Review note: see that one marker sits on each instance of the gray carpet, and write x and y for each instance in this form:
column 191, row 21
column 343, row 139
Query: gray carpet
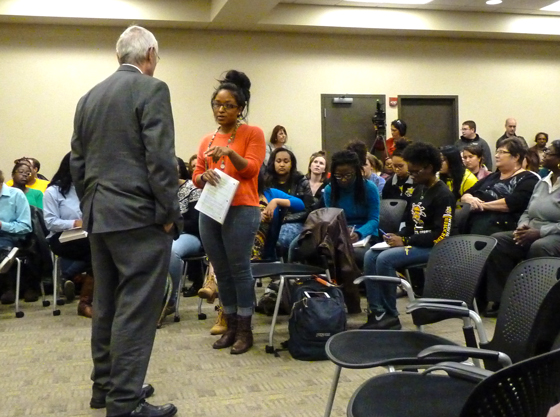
column 45, row 367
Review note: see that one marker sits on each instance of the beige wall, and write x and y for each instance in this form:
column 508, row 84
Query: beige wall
column 46, row 69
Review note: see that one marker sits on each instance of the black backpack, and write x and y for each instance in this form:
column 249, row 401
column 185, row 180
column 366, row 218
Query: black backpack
column 317, row 314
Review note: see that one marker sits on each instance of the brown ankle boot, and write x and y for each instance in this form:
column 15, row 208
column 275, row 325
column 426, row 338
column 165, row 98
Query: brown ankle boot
column 244, row 335
column 228, row 338
column 86, row 297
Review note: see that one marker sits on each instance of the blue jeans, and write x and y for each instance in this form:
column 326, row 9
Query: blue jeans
column 229, row 248
column 382, row 297
column 186, row 245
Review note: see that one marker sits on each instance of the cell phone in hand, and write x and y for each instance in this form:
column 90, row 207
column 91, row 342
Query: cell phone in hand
column 316, row 294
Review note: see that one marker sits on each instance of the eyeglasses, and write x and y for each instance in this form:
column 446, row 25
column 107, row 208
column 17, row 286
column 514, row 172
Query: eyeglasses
column 345, row 177
column 415, row 172
column 227, row 106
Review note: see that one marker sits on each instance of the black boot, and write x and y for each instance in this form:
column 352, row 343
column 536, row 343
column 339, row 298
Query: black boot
column 244, row 335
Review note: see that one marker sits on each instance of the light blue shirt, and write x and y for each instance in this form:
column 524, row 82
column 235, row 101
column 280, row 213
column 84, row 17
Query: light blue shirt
column 15, row 213
column 59, row 211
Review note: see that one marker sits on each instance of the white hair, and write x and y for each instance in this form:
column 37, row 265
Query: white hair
column 133, row 45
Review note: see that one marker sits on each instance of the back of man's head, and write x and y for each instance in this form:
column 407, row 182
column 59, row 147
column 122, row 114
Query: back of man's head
column 133, row 45
column 470, row 124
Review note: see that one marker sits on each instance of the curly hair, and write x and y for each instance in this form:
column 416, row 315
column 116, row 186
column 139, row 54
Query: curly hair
column 351, row 159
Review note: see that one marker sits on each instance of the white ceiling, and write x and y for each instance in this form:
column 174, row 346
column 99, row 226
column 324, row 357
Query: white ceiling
column 507, row 6
column 513, row 19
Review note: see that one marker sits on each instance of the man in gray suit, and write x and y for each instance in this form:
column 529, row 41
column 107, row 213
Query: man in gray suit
column 124, row 169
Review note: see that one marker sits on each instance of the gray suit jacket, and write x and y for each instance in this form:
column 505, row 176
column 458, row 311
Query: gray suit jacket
column 123, row 153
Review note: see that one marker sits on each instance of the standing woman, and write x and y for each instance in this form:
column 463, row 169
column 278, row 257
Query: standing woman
column 238, row 150
column 278, row 139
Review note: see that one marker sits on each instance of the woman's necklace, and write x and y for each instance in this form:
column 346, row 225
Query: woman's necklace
column 230, row 140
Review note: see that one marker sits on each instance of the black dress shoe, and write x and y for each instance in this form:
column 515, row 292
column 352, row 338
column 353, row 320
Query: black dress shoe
column 145, row 409
column 147, row 391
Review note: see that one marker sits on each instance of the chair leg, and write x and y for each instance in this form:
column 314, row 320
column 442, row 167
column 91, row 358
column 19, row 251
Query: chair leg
column 270, row 346
column 332, row 394
column 19, row 314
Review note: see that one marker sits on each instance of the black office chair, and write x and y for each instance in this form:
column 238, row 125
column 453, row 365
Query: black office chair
column 454, row 270
column 283, row 271
column 527, row 326
column 391, row 212
column 526, row 389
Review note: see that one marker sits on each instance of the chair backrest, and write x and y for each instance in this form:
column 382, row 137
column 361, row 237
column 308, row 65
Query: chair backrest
column 525, row 389
column 455, row 267
column 391, row 214
column 525, row 306
column 459, row 223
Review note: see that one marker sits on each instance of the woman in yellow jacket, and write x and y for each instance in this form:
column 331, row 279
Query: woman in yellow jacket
column 453, row 171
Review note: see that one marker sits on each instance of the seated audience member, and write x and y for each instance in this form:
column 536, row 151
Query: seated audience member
column 428, row 221
column 15, row 225
column 278, row 140
column 541, row 139
column 317, row 173
column 282, row 174
column 32, row 180
column 20, row 174
column 361, row 150
column 271, row 201
column 188, row 243
column 398, row 132
column 399, row 185
column 453, row 172
column 371, row 173
column 358, row 198
column 498, row 201
column 538, row 230
column 62, row 212
column 473, row 159
column 184, row 170
column 531, row 162
column 387, row 169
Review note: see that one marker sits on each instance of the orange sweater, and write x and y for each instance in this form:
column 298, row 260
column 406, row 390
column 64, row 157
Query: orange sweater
column 249, row 142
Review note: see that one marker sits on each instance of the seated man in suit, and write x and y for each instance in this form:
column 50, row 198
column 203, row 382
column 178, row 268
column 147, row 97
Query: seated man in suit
column 15, row 223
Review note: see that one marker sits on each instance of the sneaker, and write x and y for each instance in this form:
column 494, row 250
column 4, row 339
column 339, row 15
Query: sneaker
column 382, row 322
column 69, row 290
column 8, row 261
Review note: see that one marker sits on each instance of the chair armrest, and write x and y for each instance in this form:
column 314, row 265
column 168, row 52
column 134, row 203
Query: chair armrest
column 452, row 311
column 484, row 354
column 379, row 278
column 460, row 370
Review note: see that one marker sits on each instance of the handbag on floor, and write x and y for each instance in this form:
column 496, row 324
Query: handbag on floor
column 317, row 314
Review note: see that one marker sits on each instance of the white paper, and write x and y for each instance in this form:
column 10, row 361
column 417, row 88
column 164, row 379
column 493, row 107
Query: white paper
column 361, row 243
column 215, row 200
column 72, row 234
column 380, row 246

------------------------

◆ SET TASK
Reproduce the entire listing above word for word, omitting the pictures from your copy.

◆ TASK SOLUTION
Review note: see that one marker sits on each instance of the gray carpet, and write x and y for each instance in this form:
column 191, row 21
column 343, row 139
Query: gray carpet
column 45, row 367
Review note: see that one marker sits on each instance of the beige wall, and write x and y for each instance in this form:
column 508, row 84
Query: beige wall
column 46, row 69
Review note: see that one marker sits on each instance of the black backpack, and write x and y for each instance in this form:
column 249, row 401
column 185, row 180
column 366, row 218
Query: black backpack
column 317, row 314
Review note: see that one marker sits on each instance of the brown ankle boot, and write x and y for each instance in this form:
column 15, row 208
column 275, row 325
column 426, row 338
column 165, row 98
Query: brown ankle boot
column 244, row 335
column 228, row 338
column 86, row 297
Review note: see that one marker sits on each instance of the blue jeans, and write x and y for each instance in this form:
column 326, row 9
Query: blue jeans
column 229, row 248
column 382, row 297
column 186, row 245
Review note: see that one marker sits on each instance of the cell phone in hand, and write x and y for each instance in this form:
column 90, row 207
column 91, row 342
Query: cell phone in hand
column 316, row 294
Review note: see that one marker sits on each instance of the eyeglasses, and write x and y for each instance in this form:
column 446, row 25
column 107, row 208
column 17, row 286
column 514, row 172
Query: eyeglasses
column 345, row 177
column 415, row 172
column 227, row 106
Review note: see that one marker sits on each instance of the black boot, and write x and y for each instance in this form:
column 352, row 343
column 536, row 343
column 339, row 298
Query: black boot
column 244, row 335
Review note: see that one marker sits on each instance of the light blue shirt, and write x and y for each instance in this form:
column 524, row 82
column 235, row 101
column 280, row 213
column 84, row 17
Query: light blue shirt
column 15, row 213
column 59, row 211
Review note: see that one marker sits on each instance of the white hair, and write x and y for each instance in this form:
column 37, row 265
Query: white hair
column 133, row 45
Review note: see that one marker sits on each instance of the back of man's head, and write x and y for each instance in this form:
column 407, row 182
column 59, row 147
column 122, row 114
Query: back of man's head
column 133, row 45
column 470, row 124
Review note: see that one marker sits on each instance of the curly hair, and write x and y for each instance in this form:
column 416, row 315
column 116, row 186
column 139, row 54
Query: curly hair
column 351, row 159
Review note: see that one marker sits on each instance of the white ceiling, and write x and y for each instance in this form:
column 174, row 346
column 99, row 226
column 324, row 357
Query: white ceiling
column 507, row 6
column 513, row 19
Review note: see that one marker sits on each instance of the man in gray suit, and write x and y for each instance in this form:
column 529, row 41
column 107, row 213
Query: man in gray suit
column 124, row 169
Review note: see that one marker sits on each instance of the gray suit jacket, and write x and y for each instance in this form:
column 505, row 176
column 458, row 311
Query: gray suit jacket
column 123, row 153
Review note: see that one marker sits on each instance of the standing woman, and write x and y for each instance in this form:
column 463, row 169
column 278, row 257
Query: standing woman
column 238, row 150
column 278, row 139
Review note: see that one marker sits on each instance of the woman's necklace, and write x and y for each instance in this form:
column 346, row 225
Query: woman's necklace
column 230, row 140
Review note: see that one marker sits on each instance of the black dress shoe, and write x and y for each instance in this form:
column 515, row 292
column 352, row 338
column 353, row 320
Query: black dress shoe
column 145, row 409
column 147, row 391
Review note: see that one marker sits on each instance of the chair leg, and write x and y for each instance in this form:
column 314, row 320
column 442, row 167
column 91, row 358
column 19, row 251
Query: chair leg
column 270, row 346
column 332, row 394
column 19, row 314
Review note: see that one marker sits on each instance of the black office chair, and write x and y for each instance in this form:
column 238, row 125
column 453, row 365
Query: black office chair
column 454, row 270
column 283, row 271
column 527, row 326
column 391, row 212
column 526, row 389
Review note: see that one marker sits on each instance of the chair backrest, and write x and y for each instance in this form:
column 382, row 137
column 361, row 237
column 308, row 65
Query: chair backrest
column 525, row 389
column 455, row 267
column 391, row 214
column 525, row 306
column 459, row 223
Review note: see that one marker sits on each instance of the woman in yellow jacket, and write x and y for each instance in this form:
column 331, row 279
Query: woman in yellow jacket
column 453, row 171
Review note: see that one marker sits on each instance of the seated audience member, and write x and y for each instance in this form:
column 536, row 151
Query: seated audience member
column 428, row 221
column 15, row 225
column 278, row 140
column 541, row 139
column 317, row 173
column 282, row 174
column 32, row 180
column 20, row 174
column 361, row 150
column 271, row 201
column 188, row 243
column 398, row 132
column 399, row 185
column 453, row 172
column 371, row 173
column 358, row 198
column 498, row 201
column 538, row 230
column 62, row 212
column 473, row 159
column 184, row 170
column 531, row 162
column 387, row 169
Review note: see that one marker sits on each instance of the orange sweater, and write x and y for each instance in this form:
column 298, row 260
column 406, row 390
column 64, row 157
Query: orange sweater
column 249, row 142
Review note: see that one marker sits on each instance of the seated man in suit, and write x and y for each instance in this form:
column 50, row 198
column 203, row 382
column 178, row 268
column 147, row 97
Query: seated man in suit
column 15, row 223
Review note: see that one marker sits on each instance of the sneaker, and write x and y for each instance in this form:
column 494, row 250
column 4, row 339
column 339, row 15
Query: sneaker
column 382, row 322
column 69, row 290
column 8, row 261
Review note: see that one marker sits on each instance of the chair armrest, and write x and y for each instance in this form:
column 314, row 265
column 168, row 52
column 134, row 203
Query: chair armrest
column 452, row 311
column 484, row 354
column 379, row 278
column 460, row 370
Review note: see that one marker sits on each instance of the handbag on floor, and write x and y for each instance in this form:
column 496, row 324
Query: handbag on floor
column 317, row 314
Review note: see that one marker sits on each instance of the white paper, and write x and y for each instance in this form:
column 10, row 361
column 417, row 88
column 164, row 379
column 493, row 107
Query: white paper
column 361, row 243
column 215, row 200
column 72, row 234
column 380, row 246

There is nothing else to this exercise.